● EXERCISE
Count the lines in the entries below that contain the string "shoreline". Reply with the number alone.

-- START DATA PROVIDED --

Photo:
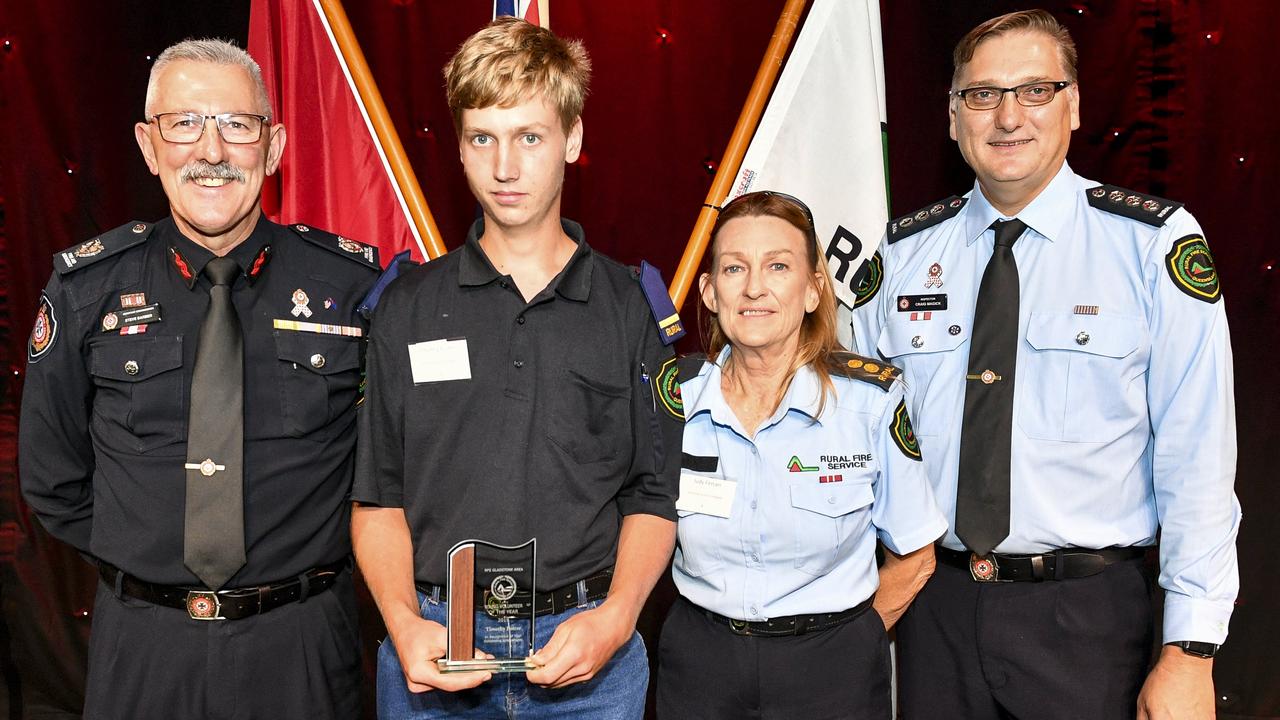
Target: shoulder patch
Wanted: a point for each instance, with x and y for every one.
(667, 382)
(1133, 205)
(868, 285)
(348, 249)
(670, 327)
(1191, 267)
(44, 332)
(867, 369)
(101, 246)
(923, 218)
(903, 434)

-- END DATA PROVIDED --
-- START DATA PROVIDED --

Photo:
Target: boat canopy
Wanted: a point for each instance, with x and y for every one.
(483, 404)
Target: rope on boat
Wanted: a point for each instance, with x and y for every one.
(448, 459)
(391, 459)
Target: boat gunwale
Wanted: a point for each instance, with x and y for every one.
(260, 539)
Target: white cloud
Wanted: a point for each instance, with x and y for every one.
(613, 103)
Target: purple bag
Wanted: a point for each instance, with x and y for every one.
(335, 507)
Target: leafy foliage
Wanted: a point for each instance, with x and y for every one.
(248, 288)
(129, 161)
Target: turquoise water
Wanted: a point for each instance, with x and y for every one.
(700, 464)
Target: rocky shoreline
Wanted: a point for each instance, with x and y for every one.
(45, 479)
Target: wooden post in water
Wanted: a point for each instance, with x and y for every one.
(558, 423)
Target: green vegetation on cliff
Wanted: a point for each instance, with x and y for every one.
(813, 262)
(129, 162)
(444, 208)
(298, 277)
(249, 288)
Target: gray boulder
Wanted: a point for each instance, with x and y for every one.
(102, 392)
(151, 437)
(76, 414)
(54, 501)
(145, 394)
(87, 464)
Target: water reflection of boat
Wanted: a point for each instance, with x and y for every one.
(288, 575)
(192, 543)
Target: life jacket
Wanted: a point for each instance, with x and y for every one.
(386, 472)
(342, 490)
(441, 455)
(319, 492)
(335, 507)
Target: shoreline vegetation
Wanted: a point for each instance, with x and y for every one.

-- END DATA PROVIDED --

● ANSWER FOR THE TASK
2